» **Source passage**
※
So far, 12 species of lizards have been listed as extinct by the International Union for Conservation of Nature (IUCN). But this all is historical data and no recent additions have been made to the list. IUCN is carrying out a Global Reptile Assessment to ascertain the numbers.

Ignored in India

The ecology of lizards is not widely studied in India. “There are no long-term data collected using rigorous sampling and analytical method, available for any lizard species to actually say if the numbers have increased or reduced,” says Dilip Venugopal, who had ventured out in the Western Ghats last year to calculate population densities of the agamid lizards in tea and vanilla plantations. “It is all anecdotal inferences based on surveys, encounter rate or researchers’ field experiences,” Venugopal, now a researcher at University of Maryland in the US, adds.

Similarly, Karthik Vasudevan of the Wildlife Institute of India, Dehradun, conducted a study to estimate Anamalai spiny lizard densities in the tea plantations in the shola grasslands in the Western Ghats. He found 45-50 individuals per hectare in the ghats. The number was comparable to the lizard densities in the forests. But he adds that there is a sizeable population of Anamalai spiny lizard in tea plantations that could decline with use of mechanised harvesting or land use change. “Our knowledge on the population of lizards is insufficient to indicate whether populations have declined,” he adds. But Romulus Whitaker, a well-known Indian herpetologist, thinks that since most of the Indian lizards are low-altitude reptiles, they may not be susceptible to climate change influences in the same way as lizards in the temperate regions.

Survival of the fittest

There are two ways animal species respond to changing environmental conditions—they find more suitable habitats or they adopt physiologically to fight the conditions. Lizards, however, seem to find it difficult to evolve. Change is happening too fast and too soon for them.

Thermoregulation, Sites points out, is the Achilles heel for lizards. “Thermal physiology is complex. The genetic component, or heritability, for that trait is known for at least spiny lizard. It is just 19 per cent.” This implies that very less of thermal physiology is controlled by genetics and more of it is under the influence of the environment. “This means the lizards cannot evolve thermal power to a higher level as fast as the climate change is occurring in the environment,” he adds.

Why lizards are important

The decline in lizard populations will adversely affect the food chain. “They are what an ecologist calls energy capacitors,” says Sites. Lizards occupy a very low level in the food web and feed on insects, except for the huge monitor lizards found in India.
※
» **What you are asked to do**
Write out the passage on lizards word for word, starting at the words "Similarly, Karthik Vasudevan" and ending after "the temperate regions.". The material after this sentence is separate from the passage on lizards.

» **Given records**
※
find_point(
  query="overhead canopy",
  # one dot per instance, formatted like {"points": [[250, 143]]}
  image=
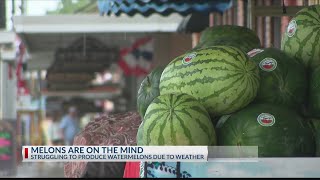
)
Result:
{"points": [[162, 7]]}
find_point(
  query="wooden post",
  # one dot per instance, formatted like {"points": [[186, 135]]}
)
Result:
{"points": [[240, 14], [251, 15], [195, 39], [211, 19]]}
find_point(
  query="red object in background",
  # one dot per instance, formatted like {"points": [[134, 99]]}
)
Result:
{"points": [[132, 170]]}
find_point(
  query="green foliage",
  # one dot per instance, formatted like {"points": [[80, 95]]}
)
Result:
{"points": [[75, 6]]}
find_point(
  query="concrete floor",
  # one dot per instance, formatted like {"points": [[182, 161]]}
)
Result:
{"points": [[38, 170]]}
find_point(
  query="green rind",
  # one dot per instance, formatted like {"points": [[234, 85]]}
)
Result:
{"points": [[289, 136], [314, 93], [222, 78], [316, 131], [305, 43], [286, 85], [149, 89], [176, 119]]}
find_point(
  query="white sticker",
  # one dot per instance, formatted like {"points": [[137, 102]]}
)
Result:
{"points": [[268, 64], [254, 52], [188, 58], [266, 119], [292, 28]]}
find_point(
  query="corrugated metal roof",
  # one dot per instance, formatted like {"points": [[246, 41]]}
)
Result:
{"points": [[163, 7]]}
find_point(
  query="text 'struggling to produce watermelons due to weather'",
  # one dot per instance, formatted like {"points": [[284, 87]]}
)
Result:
{"points": [[231, 91]]}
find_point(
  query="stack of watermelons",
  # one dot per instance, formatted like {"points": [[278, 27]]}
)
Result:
{"points": [[228, 91]]}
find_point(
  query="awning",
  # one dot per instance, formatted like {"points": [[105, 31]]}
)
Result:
{"points": [[163, 7]]}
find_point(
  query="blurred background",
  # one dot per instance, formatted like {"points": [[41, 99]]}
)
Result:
{"points": [[93, 55]]}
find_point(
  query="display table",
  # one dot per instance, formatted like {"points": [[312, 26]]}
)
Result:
{"points": [[105, 130]]}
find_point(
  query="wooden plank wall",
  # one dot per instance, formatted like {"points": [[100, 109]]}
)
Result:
{"points": [[269, 29]]}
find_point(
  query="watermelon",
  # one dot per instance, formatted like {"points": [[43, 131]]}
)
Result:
{"points": [[149, 89], [229, 32], [316, 131], [283, 80], [242, 43], [314, 92], [176, 119], [302, 37], [277, 131], [222, 78]]}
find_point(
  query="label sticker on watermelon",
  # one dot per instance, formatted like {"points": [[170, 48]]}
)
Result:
{"points": [[266, 119], [254, 52], [188, 58], [292, 28], [268, 64]]}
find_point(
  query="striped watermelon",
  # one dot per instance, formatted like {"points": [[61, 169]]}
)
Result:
{"points": [[222, 78], [149, 89], [176, 119], [314, 93], [302, 37], [283, 79], [229, 32], [276, 130], [316, 130]]}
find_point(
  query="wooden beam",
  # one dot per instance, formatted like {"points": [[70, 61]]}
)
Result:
{"points": [[251, 15], [276, 11]]}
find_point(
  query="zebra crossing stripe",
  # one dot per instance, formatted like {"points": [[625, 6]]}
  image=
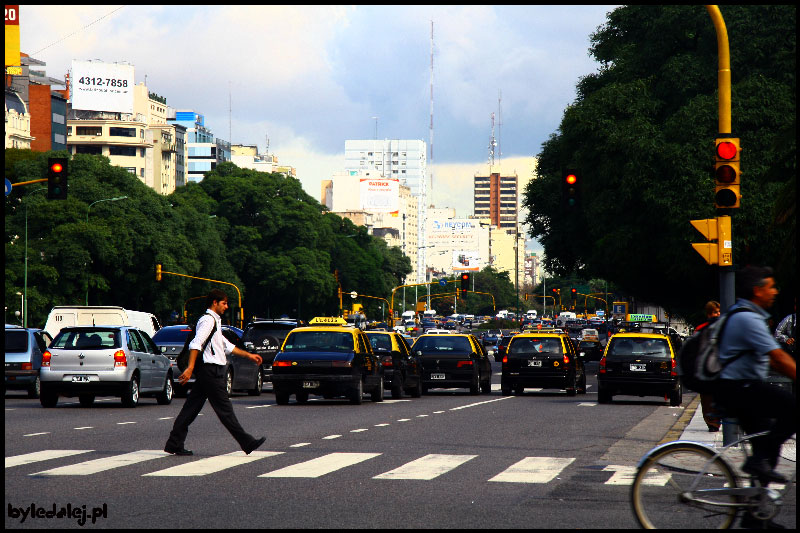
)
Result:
{"points": [[534, 470], [44, 455], [106, 463], [211, 465], [427, 467], [321, 465]]}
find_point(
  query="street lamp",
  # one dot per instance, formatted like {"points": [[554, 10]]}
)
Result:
{"points": [[87, 223]]}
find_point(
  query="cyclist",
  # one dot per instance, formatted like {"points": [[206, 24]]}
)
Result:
{"points": [[743, 390]]}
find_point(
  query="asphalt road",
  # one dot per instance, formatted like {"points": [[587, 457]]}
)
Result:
{"points": [[448, 459]]}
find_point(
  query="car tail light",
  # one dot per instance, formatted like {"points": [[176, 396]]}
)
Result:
{"points": [[120, 359]]}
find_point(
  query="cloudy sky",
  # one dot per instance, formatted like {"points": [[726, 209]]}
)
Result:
{"points": [[310, 77]]}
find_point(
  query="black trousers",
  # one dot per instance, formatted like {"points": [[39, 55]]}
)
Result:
{"points": [[209, 384], [760, 406]]}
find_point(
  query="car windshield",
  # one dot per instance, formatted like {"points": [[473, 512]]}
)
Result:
{"points": [[528, 345], [380, 343], [443, 344], [628, 346], [16, 341], [87, 339], [169, 334], [319, 341]]}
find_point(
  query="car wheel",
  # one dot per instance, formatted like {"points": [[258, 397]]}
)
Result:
{"points": [[229, 382], [282, 397], [35, 390], [356, 393], [130, 397], [86, 400], [48, 399], [165, 396], [676, 396], [377, 393], [259, 385]]}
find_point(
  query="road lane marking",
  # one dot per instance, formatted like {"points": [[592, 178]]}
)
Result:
{"points": [[321, 465], [481, 403], [427, 467], [45, 455], [534, 470], [211, 465], [107, 463]]}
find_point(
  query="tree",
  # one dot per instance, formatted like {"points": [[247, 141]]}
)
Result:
{"points": [[641, 130]]}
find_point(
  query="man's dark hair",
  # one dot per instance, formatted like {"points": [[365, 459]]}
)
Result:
{"points": [[749, 278], [216, 295]]}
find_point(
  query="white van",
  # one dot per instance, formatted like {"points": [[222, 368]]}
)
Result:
{"points": [[81, 315]]}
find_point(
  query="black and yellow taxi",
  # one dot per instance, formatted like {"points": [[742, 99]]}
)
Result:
{"points": [[639, 364], [453, 361], [546, 359], [327, 358], [402, 370]]}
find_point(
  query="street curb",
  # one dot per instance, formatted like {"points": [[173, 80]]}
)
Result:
{"points": [[677, 429]]}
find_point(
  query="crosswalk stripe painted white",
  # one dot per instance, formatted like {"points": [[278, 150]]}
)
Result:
{"points": [[44, 455], [210, 465], [321, 465], [534, 470], [107, 463], [428, 467]]}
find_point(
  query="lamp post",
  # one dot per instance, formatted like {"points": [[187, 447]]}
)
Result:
{"points": [[87, 223]]}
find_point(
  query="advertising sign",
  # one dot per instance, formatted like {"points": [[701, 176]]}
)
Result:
{"points": [[13, 61], [464, 260], [381, 194], [98, 86]]}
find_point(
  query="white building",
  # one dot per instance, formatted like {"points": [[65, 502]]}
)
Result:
{"points": [[404, 160]]}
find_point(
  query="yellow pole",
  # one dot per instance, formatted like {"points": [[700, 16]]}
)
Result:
{"points": [[724, 75]]}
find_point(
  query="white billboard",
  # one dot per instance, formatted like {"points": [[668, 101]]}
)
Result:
{"points": [[464, 260], [381, 194], [98, 86]]}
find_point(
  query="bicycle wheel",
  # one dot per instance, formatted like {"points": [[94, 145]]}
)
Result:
{"points": [[671, 477]]}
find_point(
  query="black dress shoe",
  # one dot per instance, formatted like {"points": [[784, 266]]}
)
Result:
{"points": [[254, 445], [761, 469], [177, 451]]}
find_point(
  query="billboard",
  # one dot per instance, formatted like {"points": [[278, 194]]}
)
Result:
{"points": [[465, 260], [381, 194], [98, 86]]}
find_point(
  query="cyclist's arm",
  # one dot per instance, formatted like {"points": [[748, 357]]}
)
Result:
{"points": [[783, 363]]}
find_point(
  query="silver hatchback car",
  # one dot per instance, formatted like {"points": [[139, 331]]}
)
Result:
{"points": [[92, 361]]}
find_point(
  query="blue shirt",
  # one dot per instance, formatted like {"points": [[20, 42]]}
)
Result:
{"points": [[747, 332]]}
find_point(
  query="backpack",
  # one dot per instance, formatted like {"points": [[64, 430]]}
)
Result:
{"points": [[183, 357], [699, 365]]}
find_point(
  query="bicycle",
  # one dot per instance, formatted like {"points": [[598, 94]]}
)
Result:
{"points": [[689, 485]]}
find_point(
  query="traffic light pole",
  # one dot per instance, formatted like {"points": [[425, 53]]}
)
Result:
{"points": [[727, 292]]}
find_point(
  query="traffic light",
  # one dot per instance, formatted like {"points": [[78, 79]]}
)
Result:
{"points": [[571, 188], [727, 173], [464, 283], [57, 178]]}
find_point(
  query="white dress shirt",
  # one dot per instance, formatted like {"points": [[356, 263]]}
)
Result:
{"points": [[219, 346]]}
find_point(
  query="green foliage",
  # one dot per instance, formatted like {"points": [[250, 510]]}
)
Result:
{"points": [[642, 131], [259, 231]]}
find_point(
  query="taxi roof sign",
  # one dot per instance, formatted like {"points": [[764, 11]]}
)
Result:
{"points": [[328, 321]]}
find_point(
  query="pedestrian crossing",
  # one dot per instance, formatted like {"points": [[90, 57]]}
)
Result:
{"points": [[532, 470]]}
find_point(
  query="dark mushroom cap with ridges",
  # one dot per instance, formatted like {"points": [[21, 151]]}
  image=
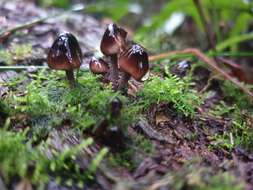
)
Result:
{"points": [[113, 40], [98, 66], [65, 53], [134, 61]]}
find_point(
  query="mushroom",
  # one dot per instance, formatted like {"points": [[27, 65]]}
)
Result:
{"points": [[112, 43], [115, 107], [133, 62], [98, 66], [65, 54]]}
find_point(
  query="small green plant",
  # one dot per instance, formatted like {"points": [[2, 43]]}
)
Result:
{"points": [[171, 89], [19, 158], [16, 52]]}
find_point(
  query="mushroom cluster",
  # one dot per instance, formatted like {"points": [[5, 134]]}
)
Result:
{"points": [[65, 54], [127, 59]]}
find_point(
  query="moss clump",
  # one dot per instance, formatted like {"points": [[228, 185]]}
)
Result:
{"points": [[19, 159], [171, 89]]}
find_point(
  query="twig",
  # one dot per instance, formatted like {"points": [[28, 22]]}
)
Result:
{"points": [[208, 61], [17, 68], [206, 24]]}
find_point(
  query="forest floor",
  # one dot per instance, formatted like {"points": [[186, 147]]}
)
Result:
{"points": [[170, 134]]}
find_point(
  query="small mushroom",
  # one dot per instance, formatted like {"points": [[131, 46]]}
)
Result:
{"points": [[133, 62], [115, 107], [98, 66], [65, 54], [112, 43]]}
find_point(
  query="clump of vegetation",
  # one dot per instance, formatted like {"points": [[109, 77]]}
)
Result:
{"points": [[16, 52], [20, 159], [171, 89], [85, 106]]}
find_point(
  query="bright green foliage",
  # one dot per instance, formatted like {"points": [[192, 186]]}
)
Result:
{"points": [[172, 90], [50, 102], [15, 52], [19, 158]]}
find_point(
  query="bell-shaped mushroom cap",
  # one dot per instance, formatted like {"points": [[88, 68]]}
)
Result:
{"points": [[134, 61], [65, 53], [113, 40], [98, 66]]}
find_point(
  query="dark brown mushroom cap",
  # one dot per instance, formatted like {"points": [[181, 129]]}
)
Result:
{"points": [[98, 66], [65, 53], [134, 61], [113, 40]]}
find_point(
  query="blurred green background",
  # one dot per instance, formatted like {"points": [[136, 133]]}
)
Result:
{"points": [[154, 20]]}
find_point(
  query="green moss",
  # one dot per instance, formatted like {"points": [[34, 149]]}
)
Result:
{"points": [[20, 159], [171, 89], [16, 52]]}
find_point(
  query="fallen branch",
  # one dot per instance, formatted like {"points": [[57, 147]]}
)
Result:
{"points": [[208, 61]]}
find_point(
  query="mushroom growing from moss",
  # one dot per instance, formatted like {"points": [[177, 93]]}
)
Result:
{"points": [[133, 62], [112, 43], [98, 66], [65, 54]]}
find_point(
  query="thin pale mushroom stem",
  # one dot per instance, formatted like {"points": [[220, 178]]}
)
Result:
{"points": [[70, 77], [124, 81], [207, 60], [114, 71]]}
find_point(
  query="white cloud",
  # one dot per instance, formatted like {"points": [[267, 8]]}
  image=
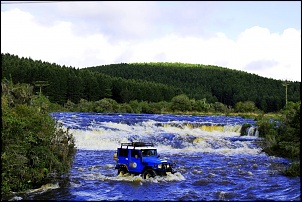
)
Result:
{"points": [[256, 50]]}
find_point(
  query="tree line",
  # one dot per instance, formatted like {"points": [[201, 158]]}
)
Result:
{"points": [[149, 82]]}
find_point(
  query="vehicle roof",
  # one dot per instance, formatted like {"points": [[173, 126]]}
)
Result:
{"points": [[138, 148]]}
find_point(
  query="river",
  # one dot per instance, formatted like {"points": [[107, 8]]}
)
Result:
{"points": [[213, 162]]}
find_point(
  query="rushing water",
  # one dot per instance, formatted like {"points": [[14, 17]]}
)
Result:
{"points": [[213, 161]]}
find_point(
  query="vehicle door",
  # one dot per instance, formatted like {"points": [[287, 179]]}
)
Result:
{"points": [[135, 164]]}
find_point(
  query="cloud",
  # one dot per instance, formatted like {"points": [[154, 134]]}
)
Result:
{"points": [[62, 41]]}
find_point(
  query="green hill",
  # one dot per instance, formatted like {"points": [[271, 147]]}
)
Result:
{"points": [[150, 82]]}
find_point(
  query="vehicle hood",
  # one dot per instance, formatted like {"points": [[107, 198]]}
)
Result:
{"points": [[153, 160]]}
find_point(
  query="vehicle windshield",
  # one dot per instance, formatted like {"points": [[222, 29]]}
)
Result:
{"points": [[149, 152]]}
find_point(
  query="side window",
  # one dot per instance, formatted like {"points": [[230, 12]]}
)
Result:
{"points": [[134, 152], [123, 152]]}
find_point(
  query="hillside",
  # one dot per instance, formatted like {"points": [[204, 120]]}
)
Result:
{"points": [[216, 84], [150, 82]]}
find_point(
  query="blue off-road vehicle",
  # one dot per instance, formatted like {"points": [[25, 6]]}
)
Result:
{"points": [[141, 158]]}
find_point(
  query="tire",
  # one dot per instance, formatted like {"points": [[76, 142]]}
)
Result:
{"points": [[122, 171], [149, 173]]}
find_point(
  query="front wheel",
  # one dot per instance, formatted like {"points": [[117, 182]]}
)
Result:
{"points": [[122, 171], [149, 173]]}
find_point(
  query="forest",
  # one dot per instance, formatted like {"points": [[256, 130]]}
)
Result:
{"points": [[32, 89], [150, 82]]}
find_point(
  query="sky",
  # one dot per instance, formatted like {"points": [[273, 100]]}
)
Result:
{"points": [[258, 37]]}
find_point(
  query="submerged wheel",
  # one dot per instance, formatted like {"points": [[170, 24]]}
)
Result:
{"points": [[149, 173], [122, 171]]}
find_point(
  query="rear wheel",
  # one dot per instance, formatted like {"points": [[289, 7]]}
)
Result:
{"points": [[149, 173], [122, 171]]}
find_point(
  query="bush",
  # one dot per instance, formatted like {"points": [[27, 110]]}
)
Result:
{"points": [[34, 148]]}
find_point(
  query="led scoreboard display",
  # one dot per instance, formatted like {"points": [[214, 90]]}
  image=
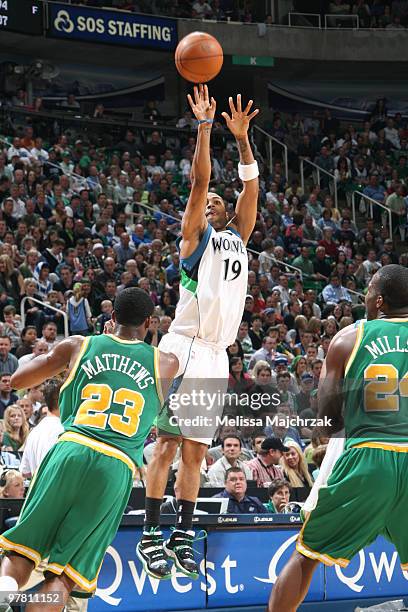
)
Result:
{"points": [[24, 16]]}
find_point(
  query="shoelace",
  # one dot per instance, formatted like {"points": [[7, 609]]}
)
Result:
{"points": [[156, 553], [187, 542]]}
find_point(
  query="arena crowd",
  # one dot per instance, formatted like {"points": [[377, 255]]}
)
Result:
{"points": [[80, 221]]}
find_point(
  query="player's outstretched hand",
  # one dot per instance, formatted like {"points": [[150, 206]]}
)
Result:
{"points": [[238, 123], [109, 327], [202, 106]]}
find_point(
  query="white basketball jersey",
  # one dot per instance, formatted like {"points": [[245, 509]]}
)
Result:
{"points": [[213, 288]]}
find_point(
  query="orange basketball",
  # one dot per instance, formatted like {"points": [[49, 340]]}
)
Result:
{"points": [[199, 57]]}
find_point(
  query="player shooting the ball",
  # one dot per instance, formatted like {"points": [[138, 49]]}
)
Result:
{"points": [[214, 277]]}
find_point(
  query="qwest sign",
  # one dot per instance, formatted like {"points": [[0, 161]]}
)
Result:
{"points": [[240, 568], [114, 27]]}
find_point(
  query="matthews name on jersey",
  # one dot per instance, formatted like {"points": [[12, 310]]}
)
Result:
{"points": [[213, 288], [113, 393], [376, 385]]}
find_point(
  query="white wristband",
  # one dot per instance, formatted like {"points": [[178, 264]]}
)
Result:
{"points": [[247, 172]]}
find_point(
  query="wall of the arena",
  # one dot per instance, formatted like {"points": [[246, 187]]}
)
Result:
{"points": [[308, 44], [239, 565]]}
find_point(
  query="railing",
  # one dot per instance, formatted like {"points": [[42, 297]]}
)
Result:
{"points": [[306, 18], [330, 20], [64, 314], [318, 170], [271, 140], [372, 203]]}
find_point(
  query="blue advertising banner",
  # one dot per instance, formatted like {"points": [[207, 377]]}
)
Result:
{"points": [[114, 27], [244, 564], [124, 585], [374, 572], [239, 568]]}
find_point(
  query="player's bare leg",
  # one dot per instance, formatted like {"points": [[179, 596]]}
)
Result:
{"points": [[188, 475], [53, 584], [158, 468], [150, 549], [292, 585], [179, 546], [15, 567]]}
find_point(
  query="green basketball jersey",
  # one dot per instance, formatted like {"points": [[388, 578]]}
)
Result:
{"points": [[376, 384], [113, 393]]}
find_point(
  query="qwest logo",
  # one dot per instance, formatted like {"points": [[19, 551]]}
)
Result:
{"points": [[63, 22]]}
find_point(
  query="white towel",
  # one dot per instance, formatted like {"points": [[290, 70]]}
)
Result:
{"points": [[335, 448]]}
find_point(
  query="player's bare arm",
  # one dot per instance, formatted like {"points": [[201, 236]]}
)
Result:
{"points": [[194, 222], [330, 392], [246, 209], [41, 368]]}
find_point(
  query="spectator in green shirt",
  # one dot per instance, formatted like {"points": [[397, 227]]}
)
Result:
{"points": [[278, 495], [402, 168], [303, 262], [396, 203]]}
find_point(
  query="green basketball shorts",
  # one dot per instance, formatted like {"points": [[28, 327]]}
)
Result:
{"points": [[73, 509], [366, 496]]}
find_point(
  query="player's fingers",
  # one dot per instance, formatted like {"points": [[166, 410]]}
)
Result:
{"points": [[248, 107], [252, 115], [196, 95]]}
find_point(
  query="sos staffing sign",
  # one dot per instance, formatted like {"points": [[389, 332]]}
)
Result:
{"points": [[114, 27]]}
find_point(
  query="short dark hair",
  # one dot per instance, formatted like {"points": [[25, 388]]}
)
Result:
{"points": [[26, 328], [132, 307], [234, 437], [51, 393], [276, 484], [392, 284], [234, 470]]}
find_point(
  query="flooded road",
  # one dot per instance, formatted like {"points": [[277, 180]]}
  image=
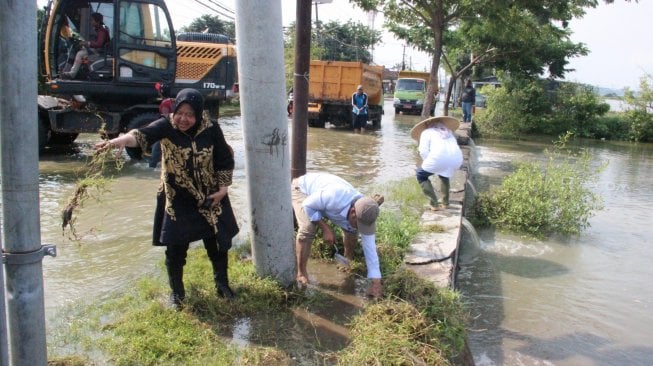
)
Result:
{"points": [[563, 301], [115, 230], [582, 300]]}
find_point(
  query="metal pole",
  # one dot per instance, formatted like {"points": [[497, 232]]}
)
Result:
※
» **Problem solution**
Similarly, Karthik Vasudevan of the Wildlife Institute of India, Dehradun, conducted a study to estimate Anamalai spiny lizard densities in the tea plantations in the shola grasslands in the Western Ghats. He found 45-50 individuals per hectare in the ghats. The number was comparable to the lizard densities in the forests. But he adds that there is a sizeable population of Anamalai spiny lizard in tea plantations that could decline with use of mechanised harvesting or land use change. “Our knowledge on the population of lizards is insufficient to indicate whether populations have declined,” he adds. But Romulus Whitaker, a well-known Indian herpetologist, thinks that since most of the Indian lizards are low-altitude reptiles, they may not be susceptible to climate change influences in the same way as lizards in the temperate regions.